Region pointing data:

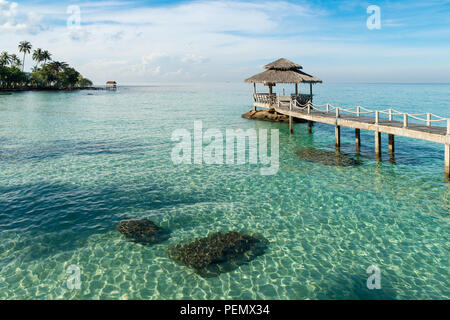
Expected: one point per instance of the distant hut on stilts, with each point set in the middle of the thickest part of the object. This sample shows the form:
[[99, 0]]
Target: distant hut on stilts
[[111, 85]]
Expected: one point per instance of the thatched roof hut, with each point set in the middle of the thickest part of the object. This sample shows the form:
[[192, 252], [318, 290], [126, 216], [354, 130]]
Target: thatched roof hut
[[283, 71]]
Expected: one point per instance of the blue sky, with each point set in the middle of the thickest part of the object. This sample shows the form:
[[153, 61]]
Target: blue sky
[[139, 42]]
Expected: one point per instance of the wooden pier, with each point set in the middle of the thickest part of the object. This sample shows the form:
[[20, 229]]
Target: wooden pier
[[301, 106], [384, 121]]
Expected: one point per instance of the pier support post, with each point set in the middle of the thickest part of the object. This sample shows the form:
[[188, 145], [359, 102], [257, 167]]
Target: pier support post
[[358, 140], [378, 145], [447, 160], [291, 125], [337, 133], [392, 146]]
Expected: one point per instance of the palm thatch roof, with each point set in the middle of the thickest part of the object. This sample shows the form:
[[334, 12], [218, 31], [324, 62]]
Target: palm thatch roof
[[283, 64], [283, 71]]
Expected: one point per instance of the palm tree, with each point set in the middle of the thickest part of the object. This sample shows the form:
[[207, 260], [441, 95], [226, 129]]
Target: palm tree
[[38, 56], [46, 56], [58, 66], [24, 47], [5, 59]]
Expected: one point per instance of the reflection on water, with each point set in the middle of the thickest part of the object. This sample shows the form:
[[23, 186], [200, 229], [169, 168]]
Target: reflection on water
[[73, 166], [326, 157]]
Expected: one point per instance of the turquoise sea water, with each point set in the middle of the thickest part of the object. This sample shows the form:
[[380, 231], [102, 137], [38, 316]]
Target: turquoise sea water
[[74, 164]]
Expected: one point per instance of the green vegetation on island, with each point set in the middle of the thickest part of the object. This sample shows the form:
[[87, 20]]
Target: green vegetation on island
[[45, 75]]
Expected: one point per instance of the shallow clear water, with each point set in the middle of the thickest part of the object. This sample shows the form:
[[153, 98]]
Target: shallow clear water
[[73, 165]]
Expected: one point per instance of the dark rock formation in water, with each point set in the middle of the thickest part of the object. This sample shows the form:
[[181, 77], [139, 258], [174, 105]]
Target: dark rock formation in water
[[141, 230], [329, 158], [268, 115], [218, 252]]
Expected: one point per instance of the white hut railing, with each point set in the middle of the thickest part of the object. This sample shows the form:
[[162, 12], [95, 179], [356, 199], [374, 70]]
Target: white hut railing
[[426, 118]]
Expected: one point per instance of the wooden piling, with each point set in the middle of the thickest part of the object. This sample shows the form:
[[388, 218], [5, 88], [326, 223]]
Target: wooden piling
[[358, 140], [447, 160], [338, 136], [291, 125], [378, 144]]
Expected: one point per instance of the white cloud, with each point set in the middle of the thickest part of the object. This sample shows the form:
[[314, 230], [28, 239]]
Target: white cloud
[[11, 20], [214, 40]]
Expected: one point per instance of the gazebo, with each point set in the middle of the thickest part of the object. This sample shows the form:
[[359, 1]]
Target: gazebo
[[111, 85], [281, 71]]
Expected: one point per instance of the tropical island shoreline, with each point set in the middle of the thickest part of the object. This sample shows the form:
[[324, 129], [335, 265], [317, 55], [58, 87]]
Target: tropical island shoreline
[[46, 75]]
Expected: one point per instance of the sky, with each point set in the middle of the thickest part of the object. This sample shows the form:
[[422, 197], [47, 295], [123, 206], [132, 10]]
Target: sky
[[159, 41]]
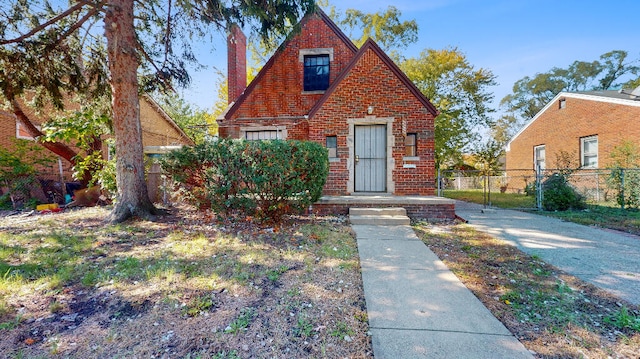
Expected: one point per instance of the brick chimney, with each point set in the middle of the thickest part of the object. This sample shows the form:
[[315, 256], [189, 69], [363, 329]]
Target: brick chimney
[[236, 62]]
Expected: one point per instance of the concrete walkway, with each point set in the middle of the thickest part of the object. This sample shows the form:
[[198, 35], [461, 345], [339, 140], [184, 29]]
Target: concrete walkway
[[417, 308], [608, 259]]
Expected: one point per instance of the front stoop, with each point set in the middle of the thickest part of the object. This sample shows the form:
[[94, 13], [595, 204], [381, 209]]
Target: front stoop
[[391, 216]]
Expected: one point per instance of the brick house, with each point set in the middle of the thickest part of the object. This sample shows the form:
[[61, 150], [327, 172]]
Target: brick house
[[377, 126], [587, 125]]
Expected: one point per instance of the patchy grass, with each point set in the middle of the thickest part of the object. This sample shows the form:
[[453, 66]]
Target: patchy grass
[[500, 200], [626, 220], [552, 313], [183, 287]]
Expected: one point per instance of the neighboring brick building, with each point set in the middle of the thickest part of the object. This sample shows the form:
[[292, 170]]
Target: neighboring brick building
[[318, 86], [587, 124], [158, 130]]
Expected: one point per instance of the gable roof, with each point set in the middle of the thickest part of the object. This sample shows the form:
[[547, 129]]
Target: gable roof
[[317, 12], [371, 45], [599, 96], [167, 118]]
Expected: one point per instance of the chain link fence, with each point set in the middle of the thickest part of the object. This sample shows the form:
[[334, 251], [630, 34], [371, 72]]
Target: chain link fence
[[620, 186], [26, 191]]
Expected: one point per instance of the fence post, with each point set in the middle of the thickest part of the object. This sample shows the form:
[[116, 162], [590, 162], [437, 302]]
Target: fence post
[[488, 187], [622, 188], [538, 187]]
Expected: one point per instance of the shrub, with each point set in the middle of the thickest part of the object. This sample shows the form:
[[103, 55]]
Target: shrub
[[559, 195], [266, 179], [18, 169]]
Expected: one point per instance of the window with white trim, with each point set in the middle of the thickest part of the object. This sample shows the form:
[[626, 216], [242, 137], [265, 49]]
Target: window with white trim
[[410, 145], [316, 72], [539, 157], [589, 152], [263, 135], [332, 146]]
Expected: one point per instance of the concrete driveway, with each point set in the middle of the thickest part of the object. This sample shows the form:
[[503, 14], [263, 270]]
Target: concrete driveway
[[606, 258]]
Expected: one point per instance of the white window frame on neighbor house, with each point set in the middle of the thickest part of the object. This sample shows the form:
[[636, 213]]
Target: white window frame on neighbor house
[[539, 155], [589, 153]]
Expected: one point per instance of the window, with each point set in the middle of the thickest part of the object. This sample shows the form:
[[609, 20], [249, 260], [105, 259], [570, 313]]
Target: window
[[538, 157], [589, 151], [263, 135], [410, 145], [316, 72], [332, 146]]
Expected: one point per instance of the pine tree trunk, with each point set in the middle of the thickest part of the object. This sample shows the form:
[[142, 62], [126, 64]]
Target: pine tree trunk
[[132, 198]]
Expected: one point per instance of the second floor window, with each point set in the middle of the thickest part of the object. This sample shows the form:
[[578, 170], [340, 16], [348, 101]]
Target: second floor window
[[589, 150], [316, 72], [539, 157], [410, 145]]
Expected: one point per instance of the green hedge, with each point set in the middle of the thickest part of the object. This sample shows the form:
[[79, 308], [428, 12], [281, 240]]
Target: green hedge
[[265, 179]]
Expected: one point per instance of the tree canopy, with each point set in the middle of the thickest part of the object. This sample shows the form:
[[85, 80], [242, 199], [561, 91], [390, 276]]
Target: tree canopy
[[459, 91], [612, 71]]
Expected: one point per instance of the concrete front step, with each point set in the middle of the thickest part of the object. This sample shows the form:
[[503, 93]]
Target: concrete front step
[[379, 216], [388, 211]]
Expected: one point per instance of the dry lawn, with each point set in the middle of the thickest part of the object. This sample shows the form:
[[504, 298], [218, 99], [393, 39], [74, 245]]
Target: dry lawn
[[182, 287], [555, 315]]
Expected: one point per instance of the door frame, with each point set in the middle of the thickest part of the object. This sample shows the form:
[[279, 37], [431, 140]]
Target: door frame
[[390, 162]]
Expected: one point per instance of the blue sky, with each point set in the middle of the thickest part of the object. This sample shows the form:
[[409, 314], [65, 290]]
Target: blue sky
[[513, 38]]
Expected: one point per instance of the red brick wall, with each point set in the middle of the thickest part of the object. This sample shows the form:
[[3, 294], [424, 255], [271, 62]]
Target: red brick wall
[[236, 62], [372, 83], [561, 130], [280, 89]]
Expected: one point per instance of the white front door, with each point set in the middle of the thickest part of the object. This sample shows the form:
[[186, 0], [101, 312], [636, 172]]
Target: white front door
[[371, 158]]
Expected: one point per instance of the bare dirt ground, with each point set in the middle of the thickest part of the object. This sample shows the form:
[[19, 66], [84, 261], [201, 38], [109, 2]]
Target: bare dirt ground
[[183, 287], [555, 315]]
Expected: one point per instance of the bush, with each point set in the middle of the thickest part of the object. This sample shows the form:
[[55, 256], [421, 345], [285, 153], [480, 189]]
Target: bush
[[626, 183], [266, 179], [559, 195], [18, 169]]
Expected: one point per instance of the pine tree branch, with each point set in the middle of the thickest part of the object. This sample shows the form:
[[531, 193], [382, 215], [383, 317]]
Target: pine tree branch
[[46, 24]]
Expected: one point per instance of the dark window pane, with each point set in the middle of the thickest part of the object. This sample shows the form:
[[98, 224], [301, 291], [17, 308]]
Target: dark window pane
[[316, 72], [332, 146], [410, 145]]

**TASK**. Above are the entries. Output exactly the lines beginning with the line that has "[[503, 14], [263, 270]]" and ending with the line that has "[[636, 213]]".

**WRITTEN SOLUTION**.
[[503, 14], [263, 270]]
Target: concrete driveway
[[606, 258]]
Expected: one point per instance of the white window frame on neighbor house, with each point set in the middle of the thickest part of the object. This sample shows the form:
[[636, 213]]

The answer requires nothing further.